_Exercise directions:_ For the entries below, work out how many lines include the string "window", then write only that number.

=== Records to process ===

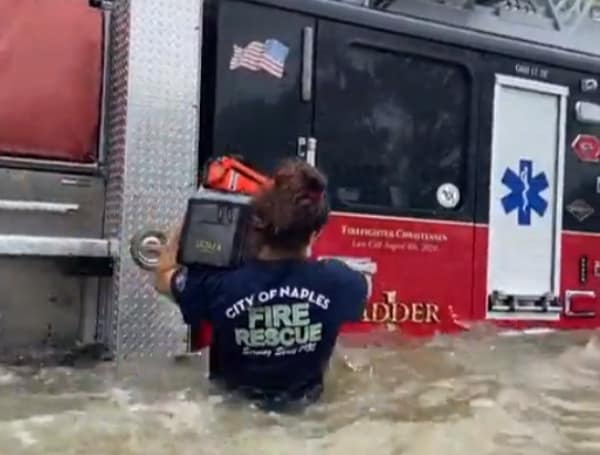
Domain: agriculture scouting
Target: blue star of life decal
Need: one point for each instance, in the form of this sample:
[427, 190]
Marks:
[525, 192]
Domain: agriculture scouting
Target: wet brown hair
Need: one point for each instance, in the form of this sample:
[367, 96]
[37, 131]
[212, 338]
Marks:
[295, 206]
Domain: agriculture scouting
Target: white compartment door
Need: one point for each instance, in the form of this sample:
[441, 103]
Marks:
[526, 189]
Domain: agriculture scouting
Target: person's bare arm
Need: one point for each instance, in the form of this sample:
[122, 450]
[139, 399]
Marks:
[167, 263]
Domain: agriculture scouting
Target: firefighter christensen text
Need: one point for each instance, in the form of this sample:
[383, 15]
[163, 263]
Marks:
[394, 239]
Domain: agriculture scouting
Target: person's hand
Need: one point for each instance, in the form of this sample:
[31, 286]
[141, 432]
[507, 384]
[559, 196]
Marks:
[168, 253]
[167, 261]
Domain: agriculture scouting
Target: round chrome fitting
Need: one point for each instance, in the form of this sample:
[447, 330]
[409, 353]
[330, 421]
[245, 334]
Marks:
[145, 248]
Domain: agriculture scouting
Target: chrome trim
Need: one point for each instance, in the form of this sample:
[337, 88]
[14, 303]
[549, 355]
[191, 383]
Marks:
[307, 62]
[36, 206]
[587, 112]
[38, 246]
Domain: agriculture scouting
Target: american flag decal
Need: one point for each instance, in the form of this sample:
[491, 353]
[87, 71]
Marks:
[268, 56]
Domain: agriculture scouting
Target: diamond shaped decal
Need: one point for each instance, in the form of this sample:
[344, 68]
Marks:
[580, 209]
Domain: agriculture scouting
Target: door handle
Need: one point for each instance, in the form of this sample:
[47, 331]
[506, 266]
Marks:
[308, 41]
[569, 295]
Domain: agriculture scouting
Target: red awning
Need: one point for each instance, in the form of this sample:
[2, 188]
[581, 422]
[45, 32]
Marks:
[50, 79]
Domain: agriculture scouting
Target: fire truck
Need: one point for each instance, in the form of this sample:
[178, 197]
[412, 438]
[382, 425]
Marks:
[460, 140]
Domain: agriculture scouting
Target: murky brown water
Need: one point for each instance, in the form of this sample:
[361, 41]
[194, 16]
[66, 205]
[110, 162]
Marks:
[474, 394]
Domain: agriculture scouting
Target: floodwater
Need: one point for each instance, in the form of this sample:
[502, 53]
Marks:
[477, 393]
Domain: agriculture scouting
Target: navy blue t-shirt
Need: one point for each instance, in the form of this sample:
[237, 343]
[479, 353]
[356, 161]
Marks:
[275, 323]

===
=== Records to process ===

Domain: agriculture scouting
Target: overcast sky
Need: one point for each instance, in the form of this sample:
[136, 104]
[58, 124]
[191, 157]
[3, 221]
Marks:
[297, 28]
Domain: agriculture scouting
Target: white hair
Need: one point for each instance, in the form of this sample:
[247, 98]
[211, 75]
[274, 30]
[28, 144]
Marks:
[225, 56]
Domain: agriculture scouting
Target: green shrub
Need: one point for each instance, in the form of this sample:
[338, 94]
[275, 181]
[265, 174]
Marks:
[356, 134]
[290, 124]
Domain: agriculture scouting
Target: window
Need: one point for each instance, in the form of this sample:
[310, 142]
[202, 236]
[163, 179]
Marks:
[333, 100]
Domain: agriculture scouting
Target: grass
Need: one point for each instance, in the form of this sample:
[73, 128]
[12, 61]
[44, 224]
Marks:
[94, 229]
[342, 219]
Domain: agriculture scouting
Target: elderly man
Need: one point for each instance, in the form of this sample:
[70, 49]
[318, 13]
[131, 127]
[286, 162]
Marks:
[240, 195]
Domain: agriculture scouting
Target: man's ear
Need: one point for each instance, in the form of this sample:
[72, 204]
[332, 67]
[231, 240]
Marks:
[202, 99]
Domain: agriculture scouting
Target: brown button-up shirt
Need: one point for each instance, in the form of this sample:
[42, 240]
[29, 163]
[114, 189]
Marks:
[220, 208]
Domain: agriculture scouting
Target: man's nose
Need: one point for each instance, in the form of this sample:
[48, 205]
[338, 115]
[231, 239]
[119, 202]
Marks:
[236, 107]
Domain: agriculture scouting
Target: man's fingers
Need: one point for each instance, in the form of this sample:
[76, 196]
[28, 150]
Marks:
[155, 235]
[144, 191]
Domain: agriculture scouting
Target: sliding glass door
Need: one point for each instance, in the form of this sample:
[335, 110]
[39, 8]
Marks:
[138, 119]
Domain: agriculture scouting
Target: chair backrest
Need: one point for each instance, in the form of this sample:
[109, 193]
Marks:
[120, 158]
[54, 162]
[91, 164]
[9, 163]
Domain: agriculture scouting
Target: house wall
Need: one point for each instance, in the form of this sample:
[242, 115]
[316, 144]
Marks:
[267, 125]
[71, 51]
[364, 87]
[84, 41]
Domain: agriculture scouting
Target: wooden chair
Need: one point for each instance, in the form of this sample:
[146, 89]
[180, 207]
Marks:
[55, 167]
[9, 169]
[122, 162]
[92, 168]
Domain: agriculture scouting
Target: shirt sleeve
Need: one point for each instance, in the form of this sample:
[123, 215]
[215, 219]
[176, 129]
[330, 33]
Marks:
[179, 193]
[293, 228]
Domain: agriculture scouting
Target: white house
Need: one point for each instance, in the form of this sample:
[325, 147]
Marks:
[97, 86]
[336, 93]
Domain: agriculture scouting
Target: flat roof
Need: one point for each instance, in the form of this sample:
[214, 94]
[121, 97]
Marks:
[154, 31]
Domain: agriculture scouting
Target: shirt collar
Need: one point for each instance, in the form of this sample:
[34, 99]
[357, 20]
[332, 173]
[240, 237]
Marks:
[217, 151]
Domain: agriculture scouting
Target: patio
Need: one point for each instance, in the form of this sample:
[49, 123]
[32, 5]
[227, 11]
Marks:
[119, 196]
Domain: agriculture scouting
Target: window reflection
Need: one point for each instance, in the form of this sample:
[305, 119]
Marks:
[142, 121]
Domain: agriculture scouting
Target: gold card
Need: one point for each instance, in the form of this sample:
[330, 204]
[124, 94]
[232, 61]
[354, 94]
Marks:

===

_Output below:_ 2